**Task description:** Omitting the images, transcribe the records below exactly as they stand.

**Dataset extract:**

───

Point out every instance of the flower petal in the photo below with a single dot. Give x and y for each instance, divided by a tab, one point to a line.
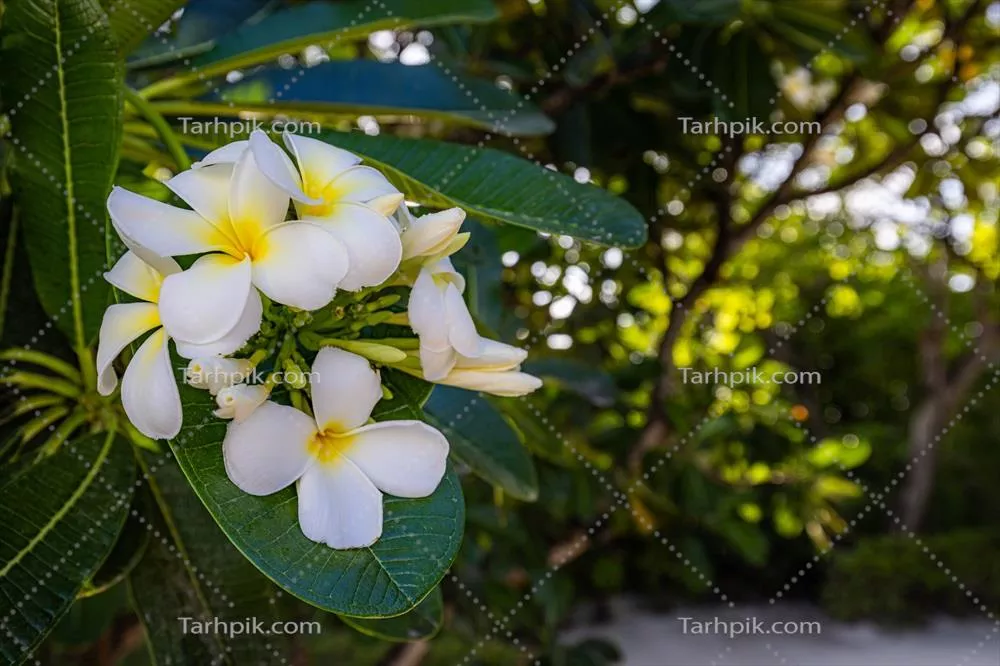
206	190
149	390
238	402
496	356
121	325
245	328
228	154
206	301
255	203
137	278
319	162
268	450
363	184
402	458
299	264
345	390
435	364
426	310
278	167
164	230
462	332
372	243
339	506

───

**Final answer:**
Point out every instance of the flower petal in the photo below with a single dot. Give x and y for each instance, divided by a tab, one point to a line.
206	190
149	390
238	402
496	356
121	325
245	328
228	154
206	301
255	203
137	278
319	162
268	450
363	184
402	458
299	264
345	390
435	364
426	310
278	167
164	230
462	332
372	243
339	506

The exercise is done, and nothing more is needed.